Excerpted passage.
• • • •

ALLIANCE'S WORLD OF SEALS
YOUR SEALS SPECIALIST
What is an oil seal?
Seals are essential to protecting the bearings of any rotating shaft assembly -They prevent contaminants such as dirt, dust and water, while also preserving the system’s lubricant.
Choosing the right oil seal
Oil seals come in many different types and materials depending on their application. Determining the material is vital to ensuring your equipment is operating at its best performance. For example, your equipment may need to run at higher temperature applications, such as an engine seal for a jet engine, you may need to choose a specific material for your oil seals to run properly.
Materials for Oil Seal
NBR is recommended for the majority of standard applications and is the most commonly used rubber (elastomer) material, due to its compatibility with most environments as well as its relatively low cost. Generally nitrile is used for disposable non-latex gloves, footwear, automotive transmission belts, synthetic leather, hoses, o-rings, gaskets, oil seals, and more.

• • • •

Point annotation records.
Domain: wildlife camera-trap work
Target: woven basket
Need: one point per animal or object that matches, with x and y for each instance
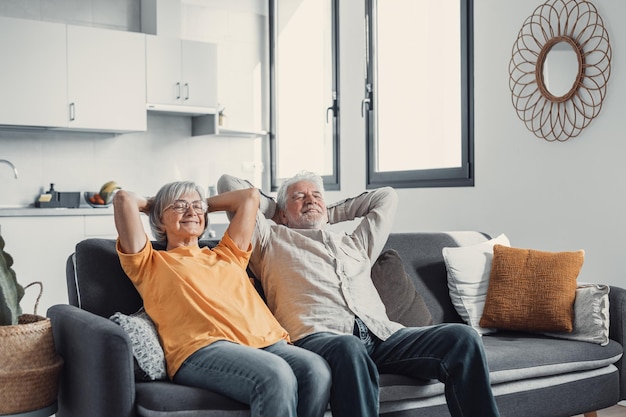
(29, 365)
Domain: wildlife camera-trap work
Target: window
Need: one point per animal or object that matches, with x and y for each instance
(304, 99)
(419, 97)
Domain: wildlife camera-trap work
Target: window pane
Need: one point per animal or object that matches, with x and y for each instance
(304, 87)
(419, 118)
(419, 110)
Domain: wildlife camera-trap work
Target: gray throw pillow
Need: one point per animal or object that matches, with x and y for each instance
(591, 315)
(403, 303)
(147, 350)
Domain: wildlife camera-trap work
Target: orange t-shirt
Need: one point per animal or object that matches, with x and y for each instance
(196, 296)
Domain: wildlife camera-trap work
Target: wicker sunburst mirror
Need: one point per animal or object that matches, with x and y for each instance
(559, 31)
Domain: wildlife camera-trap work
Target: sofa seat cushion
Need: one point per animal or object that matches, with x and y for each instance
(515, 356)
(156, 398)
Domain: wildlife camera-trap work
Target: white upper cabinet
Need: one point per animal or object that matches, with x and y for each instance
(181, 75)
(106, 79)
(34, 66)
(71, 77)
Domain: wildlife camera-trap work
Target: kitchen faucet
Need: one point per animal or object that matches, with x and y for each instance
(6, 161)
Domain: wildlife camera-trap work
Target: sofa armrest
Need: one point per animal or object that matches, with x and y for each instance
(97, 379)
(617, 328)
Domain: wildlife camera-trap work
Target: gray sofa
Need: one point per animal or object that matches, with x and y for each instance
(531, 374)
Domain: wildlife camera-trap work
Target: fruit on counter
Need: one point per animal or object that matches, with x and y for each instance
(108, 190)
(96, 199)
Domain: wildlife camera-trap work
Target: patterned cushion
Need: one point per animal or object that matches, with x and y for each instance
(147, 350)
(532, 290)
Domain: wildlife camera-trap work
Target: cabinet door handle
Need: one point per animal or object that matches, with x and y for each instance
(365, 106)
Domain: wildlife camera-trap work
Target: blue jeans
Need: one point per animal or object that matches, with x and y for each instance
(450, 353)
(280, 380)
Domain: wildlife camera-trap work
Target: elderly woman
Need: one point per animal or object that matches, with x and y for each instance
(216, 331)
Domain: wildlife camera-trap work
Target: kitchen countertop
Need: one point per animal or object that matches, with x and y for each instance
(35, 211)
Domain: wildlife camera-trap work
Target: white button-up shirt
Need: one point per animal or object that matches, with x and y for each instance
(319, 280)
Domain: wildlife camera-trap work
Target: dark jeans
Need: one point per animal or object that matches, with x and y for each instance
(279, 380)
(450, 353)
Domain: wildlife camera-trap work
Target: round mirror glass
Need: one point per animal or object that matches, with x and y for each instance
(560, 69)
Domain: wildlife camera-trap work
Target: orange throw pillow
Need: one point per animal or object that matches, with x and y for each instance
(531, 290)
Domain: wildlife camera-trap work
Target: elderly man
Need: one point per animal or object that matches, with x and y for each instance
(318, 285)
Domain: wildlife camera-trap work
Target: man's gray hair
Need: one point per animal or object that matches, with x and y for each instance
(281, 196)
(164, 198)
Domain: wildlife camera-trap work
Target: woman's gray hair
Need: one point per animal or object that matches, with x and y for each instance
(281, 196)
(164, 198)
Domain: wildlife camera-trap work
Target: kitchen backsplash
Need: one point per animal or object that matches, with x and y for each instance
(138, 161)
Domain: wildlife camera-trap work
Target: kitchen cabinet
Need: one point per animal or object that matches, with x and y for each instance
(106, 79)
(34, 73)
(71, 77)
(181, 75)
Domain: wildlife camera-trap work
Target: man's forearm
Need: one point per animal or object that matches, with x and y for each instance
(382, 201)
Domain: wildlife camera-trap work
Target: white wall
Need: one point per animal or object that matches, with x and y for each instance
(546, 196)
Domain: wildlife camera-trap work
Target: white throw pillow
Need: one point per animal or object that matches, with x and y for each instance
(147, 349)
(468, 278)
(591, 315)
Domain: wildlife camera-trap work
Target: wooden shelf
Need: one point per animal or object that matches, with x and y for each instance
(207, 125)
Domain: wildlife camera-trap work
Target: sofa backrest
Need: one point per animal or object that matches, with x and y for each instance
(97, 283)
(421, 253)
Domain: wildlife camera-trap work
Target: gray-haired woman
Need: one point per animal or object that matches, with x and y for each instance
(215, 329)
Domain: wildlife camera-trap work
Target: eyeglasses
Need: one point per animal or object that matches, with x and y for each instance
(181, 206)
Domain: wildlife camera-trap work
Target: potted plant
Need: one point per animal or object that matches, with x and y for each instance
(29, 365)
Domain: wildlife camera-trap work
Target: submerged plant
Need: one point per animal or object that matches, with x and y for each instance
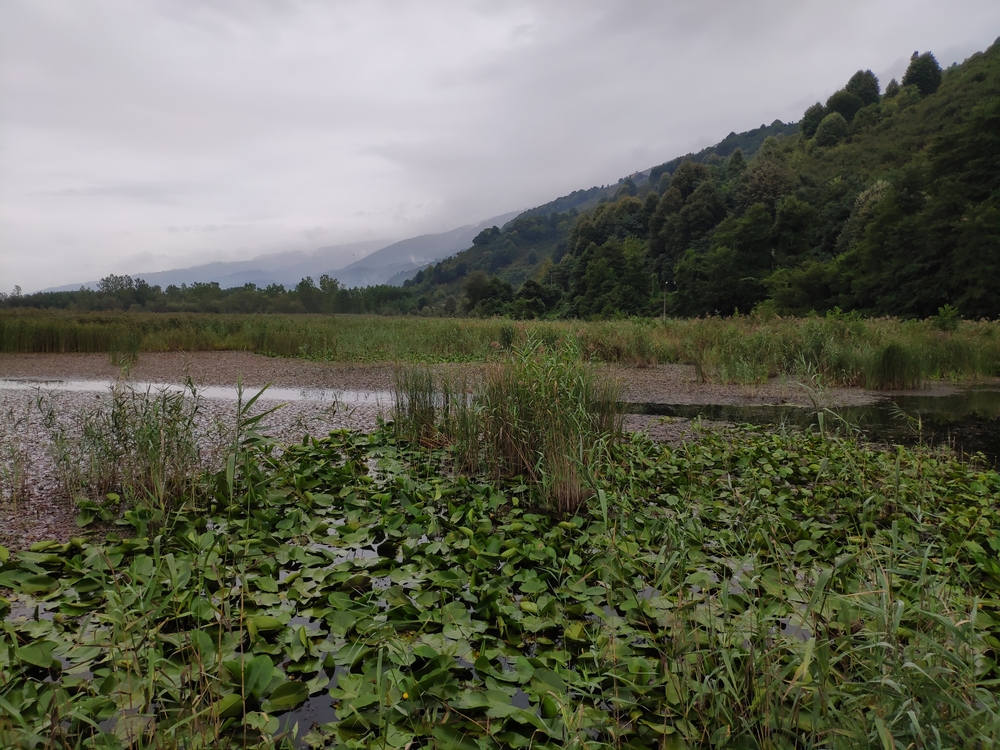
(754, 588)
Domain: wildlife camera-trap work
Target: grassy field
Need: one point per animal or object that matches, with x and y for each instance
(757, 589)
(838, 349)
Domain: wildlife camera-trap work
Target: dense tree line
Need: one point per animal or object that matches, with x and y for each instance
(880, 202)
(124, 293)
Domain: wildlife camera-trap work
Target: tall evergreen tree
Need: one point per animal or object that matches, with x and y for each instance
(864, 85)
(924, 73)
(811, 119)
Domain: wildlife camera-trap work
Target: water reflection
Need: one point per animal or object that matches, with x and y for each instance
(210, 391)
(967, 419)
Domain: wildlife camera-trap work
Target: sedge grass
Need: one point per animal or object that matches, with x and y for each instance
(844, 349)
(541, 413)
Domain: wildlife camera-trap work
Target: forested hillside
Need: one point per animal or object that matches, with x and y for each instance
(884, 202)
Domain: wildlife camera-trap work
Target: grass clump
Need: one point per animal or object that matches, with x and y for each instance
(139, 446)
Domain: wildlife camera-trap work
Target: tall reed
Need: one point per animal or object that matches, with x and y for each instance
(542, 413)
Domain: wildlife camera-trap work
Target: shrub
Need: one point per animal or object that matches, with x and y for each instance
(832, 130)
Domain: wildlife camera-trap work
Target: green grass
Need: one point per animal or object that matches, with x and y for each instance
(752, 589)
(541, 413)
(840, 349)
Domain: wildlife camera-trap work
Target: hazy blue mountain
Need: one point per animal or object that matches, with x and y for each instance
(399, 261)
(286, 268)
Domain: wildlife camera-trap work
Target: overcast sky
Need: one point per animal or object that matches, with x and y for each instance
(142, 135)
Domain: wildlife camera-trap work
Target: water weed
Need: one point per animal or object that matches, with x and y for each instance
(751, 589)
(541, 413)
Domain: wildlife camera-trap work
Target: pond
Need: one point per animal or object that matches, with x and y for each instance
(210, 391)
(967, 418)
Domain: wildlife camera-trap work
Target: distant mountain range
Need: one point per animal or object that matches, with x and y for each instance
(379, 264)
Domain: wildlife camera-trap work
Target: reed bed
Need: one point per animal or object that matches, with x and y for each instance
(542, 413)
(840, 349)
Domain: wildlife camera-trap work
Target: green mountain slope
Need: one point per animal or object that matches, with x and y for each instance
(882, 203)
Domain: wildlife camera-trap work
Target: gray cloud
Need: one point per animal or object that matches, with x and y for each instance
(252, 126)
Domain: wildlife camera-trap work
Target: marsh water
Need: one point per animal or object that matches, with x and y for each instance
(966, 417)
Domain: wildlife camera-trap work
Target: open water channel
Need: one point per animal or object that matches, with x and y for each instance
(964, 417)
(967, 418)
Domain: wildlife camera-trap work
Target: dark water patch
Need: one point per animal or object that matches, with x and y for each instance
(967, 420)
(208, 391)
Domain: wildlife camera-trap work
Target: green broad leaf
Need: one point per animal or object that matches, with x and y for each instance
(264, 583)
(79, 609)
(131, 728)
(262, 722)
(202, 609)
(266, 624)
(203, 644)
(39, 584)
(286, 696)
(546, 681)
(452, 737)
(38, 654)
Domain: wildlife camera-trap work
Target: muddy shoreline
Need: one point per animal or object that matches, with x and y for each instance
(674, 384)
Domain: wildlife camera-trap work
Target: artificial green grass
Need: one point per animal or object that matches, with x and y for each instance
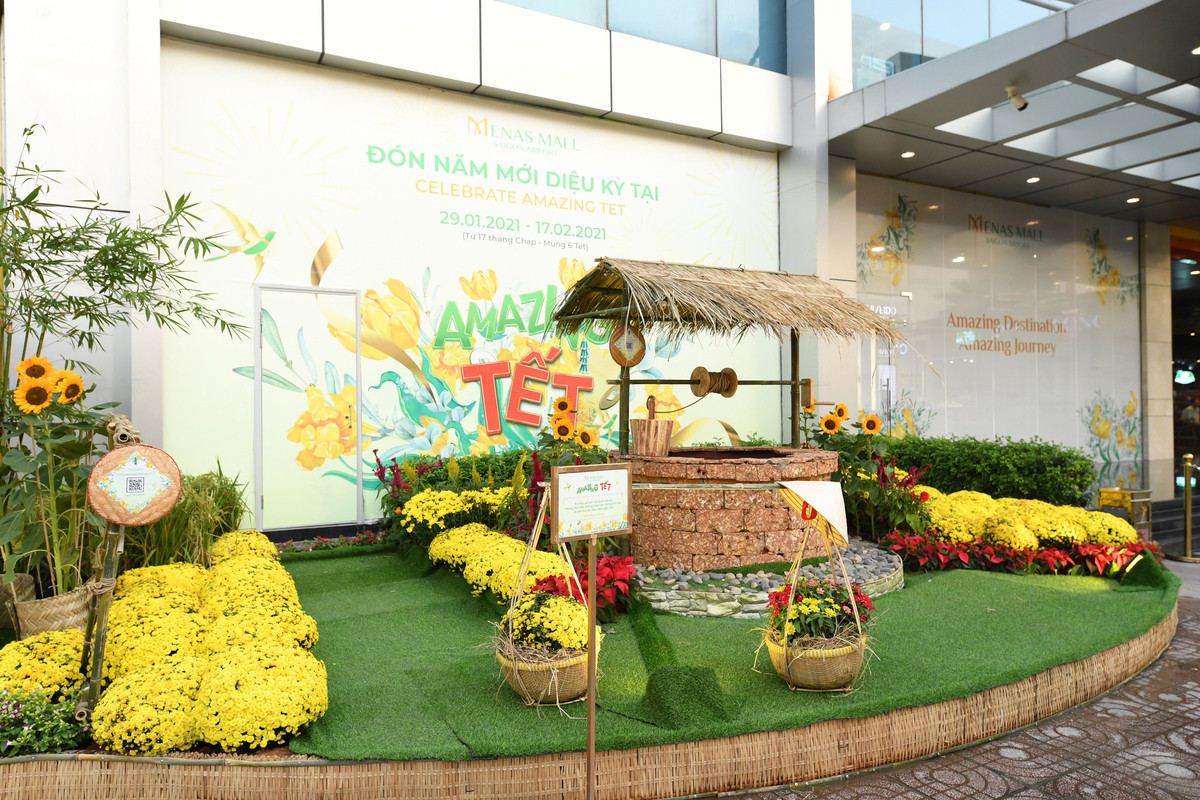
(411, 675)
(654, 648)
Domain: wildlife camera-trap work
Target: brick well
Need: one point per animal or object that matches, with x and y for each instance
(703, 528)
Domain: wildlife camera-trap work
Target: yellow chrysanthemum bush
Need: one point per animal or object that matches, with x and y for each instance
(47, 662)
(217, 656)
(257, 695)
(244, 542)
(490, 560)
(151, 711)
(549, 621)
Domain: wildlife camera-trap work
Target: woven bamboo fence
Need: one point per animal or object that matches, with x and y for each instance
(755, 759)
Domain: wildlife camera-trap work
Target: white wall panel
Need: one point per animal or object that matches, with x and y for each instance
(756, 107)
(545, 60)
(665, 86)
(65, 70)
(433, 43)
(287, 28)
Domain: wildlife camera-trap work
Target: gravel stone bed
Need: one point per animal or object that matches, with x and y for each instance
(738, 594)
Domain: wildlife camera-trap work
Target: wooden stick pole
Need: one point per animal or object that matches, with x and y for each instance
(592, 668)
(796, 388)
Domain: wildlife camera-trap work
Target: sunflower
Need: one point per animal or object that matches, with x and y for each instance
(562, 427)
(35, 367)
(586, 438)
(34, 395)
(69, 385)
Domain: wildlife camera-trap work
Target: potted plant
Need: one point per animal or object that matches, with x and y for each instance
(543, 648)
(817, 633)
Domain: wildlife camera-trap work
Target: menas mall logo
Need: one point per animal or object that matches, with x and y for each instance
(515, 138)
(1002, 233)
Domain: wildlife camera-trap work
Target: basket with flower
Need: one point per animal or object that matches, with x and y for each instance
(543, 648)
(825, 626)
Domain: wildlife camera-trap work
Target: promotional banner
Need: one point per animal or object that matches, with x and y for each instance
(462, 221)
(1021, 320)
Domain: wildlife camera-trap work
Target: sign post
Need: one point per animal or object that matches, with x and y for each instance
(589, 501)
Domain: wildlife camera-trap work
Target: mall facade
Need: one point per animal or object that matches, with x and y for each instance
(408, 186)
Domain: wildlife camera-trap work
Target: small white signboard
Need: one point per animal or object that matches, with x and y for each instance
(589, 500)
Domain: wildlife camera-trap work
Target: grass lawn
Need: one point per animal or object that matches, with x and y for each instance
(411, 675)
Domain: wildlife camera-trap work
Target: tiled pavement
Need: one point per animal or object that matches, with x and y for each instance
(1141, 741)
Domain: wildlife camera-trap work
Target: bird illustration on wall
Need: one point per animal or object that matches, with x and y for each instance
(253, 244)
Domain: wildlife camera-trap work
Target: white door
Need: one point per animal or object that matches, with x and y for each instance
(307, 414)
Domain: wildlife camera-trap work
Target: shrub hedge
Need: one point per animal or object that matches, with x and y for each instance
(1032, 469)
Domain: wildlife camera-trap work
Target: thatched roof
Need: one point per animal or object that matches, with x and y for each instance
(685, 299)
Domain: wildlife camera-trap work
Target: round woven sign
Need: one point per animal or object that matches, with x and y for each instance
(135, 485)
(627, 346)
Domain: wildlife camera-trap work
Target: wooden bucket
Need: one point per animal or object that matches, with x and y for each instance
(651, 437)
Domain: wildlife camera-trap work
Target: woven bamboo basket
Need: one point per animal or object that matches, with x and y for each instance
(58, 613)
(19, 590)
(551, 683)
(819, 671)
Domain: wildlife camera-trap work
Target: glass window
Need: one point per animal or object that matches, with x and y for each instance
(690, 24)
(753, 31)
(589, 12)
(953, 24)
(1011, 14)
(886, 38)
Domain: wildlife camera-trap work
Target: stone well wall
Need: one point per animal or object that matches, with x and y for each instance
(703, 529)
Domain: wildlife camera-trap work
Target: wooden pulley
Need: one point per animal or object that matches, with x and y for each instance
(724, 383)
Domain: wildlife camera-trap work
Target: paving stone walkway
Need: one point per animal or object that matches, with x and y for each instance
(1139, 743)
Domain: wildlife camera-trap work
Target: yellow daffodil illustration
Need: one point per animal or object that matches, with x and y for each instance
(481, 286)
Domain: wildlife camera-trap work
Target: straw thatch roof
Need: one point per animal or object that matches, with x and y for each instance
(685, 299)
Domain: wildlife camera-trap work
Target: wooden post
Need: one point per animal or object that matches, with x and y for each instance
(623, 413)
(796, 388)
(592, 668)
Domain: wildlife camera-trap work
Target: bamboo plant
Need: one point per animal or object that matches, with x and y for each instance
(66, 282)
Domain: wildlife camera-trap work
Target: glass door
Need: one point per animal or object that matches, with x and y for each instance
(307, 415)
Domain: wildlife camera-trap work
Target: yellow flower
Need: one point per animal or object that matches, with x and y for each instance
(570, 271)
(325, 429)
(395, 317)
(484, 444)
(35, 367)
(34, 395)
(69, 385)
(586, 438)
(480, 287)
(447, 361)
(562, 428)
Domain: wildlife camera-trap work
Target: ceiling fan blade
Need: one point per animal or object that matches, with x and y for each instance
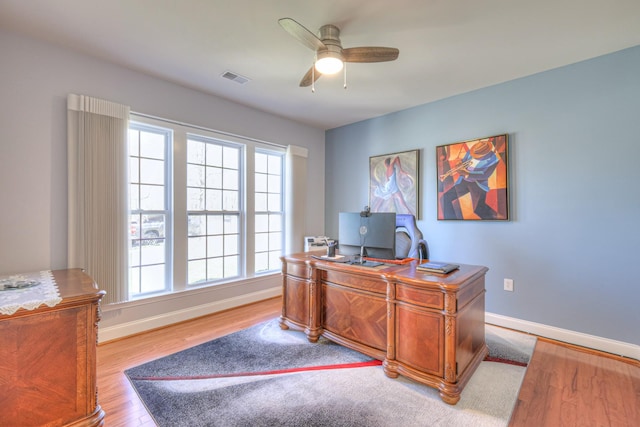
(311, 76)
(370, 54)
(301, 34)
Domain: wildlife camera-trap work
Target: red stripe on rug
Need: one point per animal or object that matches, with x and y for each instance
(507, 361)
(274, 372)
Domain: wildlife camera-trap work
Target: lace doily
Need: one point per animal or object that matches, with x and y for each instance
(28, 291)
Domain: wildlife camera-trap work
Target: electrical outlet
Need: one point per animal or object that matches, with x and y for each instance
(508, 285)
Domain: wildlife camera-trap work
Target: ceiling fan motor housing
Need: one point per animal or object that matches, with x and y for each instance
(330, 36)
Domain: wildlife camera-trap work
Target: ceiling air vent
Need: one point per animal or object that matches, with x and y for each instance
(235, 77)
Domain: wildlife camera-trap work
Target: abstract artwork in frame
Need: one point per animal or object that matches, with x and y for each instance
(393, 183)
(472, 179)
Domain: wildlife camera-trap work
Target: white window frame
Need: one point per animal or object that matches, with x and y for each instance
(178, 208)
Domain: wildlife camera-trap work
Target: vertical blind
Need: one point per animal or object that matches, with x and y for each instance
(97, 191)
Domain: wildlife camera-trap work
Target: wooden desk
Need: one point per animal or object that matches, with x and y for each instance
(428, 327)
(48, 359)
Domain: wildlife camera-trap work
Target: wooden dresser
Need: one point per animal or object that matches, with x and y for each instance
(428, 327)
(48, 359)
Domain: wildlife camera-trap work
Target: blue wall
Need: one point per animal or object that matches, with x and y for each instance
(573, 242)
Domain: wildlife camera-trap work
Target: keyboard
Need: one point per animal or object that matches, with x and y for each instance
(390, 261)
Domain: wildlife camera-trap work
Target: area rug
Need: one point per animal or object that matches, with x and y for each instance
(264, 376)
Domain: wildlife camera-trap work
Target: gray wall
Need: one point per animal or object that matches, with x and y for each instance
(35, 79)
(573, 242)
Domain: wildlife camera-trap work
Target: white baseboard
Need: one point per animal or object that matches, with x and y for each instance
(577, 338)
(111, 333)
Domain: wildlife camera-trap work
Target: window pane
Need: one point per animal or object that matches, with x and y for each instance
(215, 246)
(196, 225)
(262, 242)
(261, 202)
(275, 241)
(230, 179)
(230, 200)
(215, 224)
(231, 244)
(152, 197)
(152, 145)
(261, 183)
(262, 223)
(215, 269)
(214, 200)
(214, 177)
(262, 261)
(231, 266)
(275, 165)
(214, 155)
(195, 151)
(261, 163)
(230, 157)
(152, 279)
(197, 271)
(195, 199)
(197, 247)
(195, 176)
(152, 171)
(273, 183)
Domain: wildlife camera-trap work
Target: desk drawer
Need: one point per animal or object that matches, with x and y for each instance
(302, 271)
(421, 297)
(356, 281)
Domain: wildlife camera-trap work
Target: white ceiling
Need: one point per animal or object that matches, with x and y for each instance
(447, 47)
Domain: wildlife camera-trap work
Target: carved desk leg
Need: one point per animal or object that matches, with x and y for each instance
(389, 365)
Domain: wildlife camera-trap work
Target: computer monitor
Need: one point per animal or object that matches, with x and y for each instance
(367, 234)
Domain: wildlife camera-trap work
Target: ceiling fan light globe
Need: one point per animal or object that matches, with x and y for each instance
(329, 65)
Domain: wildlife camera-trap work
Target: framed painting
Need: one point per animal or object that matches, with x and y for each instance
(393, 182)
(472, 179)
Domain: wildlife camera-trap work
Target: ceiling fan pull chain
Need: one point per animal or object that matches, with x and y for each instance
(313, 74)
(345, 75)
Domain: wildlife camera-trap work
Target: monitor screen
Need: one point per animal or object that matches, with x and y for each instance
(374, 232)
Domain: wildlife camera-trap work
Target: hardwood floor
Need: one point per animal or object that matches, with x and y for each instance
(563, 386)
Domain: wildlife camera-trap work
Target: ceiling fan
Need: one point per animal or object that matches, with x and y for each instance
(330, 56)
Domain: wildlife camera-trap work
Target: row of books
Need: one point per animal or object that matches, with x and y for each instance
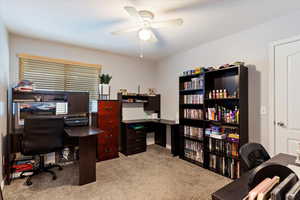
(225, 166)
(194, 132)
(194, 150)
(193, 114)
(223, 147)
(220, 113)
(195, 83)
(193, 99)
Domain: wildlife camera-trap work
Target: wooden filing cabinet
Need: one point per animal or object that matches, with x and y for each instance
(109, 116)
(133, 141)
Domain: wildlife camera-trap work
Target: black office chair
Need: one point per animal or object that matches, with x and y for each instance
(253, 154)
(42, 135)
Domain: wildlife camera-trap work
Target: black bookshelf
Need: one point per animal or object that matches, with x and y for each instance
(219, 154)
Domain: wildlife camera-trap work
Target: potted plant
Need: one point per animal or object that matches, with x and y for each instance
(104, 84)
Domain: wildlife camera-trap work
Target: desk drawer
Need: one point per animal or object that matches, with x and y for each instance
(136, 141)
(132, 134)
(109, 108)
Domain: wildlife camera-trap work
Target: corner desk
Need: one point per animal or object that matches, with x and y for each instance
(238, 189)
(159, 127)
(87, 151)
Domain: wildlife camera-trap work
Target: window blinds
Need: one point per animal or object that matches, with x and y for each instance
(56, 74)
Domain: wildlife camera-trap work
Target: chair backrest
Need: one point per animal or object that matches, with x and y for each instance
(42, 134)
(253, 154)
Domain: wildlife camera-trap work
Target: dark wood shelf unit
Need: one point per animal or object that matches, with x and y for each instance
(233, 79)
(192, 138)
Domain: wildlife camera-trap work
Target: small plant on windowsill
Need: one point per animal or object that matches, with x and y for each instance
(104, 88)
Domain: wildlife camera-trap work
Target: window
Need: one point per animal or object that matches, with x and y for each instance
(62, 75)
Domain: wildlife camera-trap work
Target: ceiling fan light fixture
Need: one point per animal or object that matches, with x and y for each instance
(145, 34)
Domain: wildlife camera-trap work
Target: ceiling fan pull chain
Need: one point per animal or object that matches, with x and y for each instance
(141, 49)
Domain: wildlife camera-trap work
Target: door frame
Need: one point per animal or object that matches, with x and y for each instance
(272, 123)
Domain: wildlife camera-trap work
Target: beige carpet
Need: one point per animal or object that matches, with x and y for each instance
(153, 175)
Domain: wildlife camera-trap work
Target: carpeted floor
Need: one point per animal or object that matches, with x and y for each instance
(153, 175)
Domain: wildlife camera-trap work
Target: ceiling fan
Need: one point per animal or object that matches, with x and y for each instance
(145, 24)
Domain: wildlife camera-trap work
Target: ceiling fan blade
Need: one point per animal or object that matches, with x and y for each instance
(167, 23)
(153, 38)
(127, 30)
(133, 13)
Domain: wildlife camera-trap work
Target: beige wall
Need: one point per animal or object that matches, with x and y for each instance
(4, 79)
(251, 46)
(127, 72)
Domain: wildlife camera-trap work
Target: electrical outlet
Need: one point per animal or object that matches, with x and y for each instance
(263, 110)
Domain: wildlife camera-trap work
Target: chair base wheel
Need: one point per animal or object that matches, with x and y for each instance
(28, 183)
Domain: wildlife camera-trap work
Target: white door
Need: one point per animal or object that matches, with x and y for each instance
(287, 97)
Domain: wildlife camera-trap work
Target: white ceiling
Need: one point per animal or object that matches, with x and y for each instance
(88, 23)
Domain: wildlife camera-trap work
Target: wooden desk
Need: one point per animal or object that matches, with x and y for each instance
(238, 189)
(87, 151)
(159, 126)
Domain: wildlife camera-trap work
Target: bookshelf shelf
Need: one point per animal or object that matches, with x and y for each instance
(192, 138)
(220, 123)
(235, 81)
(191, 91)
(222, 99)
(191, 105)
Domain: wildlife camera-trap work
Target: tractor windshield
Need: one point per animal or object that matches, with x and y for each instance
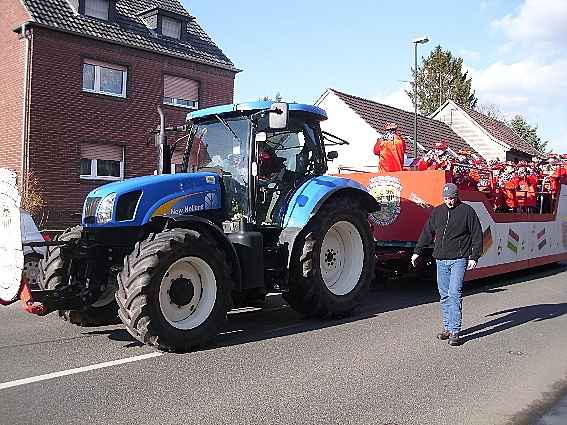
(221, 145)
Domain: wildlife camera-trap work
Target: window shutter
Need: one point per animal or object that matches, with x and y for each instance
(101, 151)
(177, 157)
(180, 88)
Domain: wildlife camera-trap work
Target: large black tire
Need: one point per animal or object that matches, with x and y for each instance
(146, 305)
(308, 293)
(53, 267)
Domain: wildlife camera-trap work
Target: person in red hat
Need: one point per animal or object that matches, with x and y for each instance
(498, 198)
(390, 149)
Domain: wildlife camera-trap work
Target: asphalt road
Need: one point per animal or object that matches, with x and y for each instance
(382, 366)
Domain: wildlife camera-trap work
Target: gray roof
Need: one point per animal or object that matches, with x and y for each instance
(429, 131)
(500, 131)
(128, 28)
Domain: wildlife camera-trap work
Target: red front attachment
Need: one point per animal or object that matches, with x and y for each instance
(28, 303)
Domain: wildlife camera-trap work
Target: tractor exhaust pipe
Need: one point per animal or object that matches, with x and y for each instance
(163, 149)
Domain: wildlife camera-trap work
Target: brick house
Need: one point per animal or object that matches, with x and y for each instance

• • • •

Exercise set.
1: Count the lines in the rows that contain the string "pillow", and reply with the number alone.
2: Write the next part of the oil seal text, starting after its final sentence.
The oil seal text has no connection to the rows.

Expected outputs.
1: 3

2:
The temperature range of nitrile is −35° to 120 °C (−30° to 250 °F). Due to this wide range, NBR seals can be used for gas oil, silicone oil, animal/vegetable oils and fat, hydraulic liquid as well as hot and cold water. In addition, NBR is oil resistant and has an excellent abrasion resistance, so for any application that demands shock absorbers, NBR is a perfect choice to go with.
Some disadvantages of NBR are poor ozone, sunlight and weather resistance as well as limited high temperature and flame resistance. For higher temperature resistance, a much better material to use is Silicone.
Silicone compounds or “VMQ” offers a wide range of traditional operating temperatures starting at -60°C to 200°C (-140°F to 392°F).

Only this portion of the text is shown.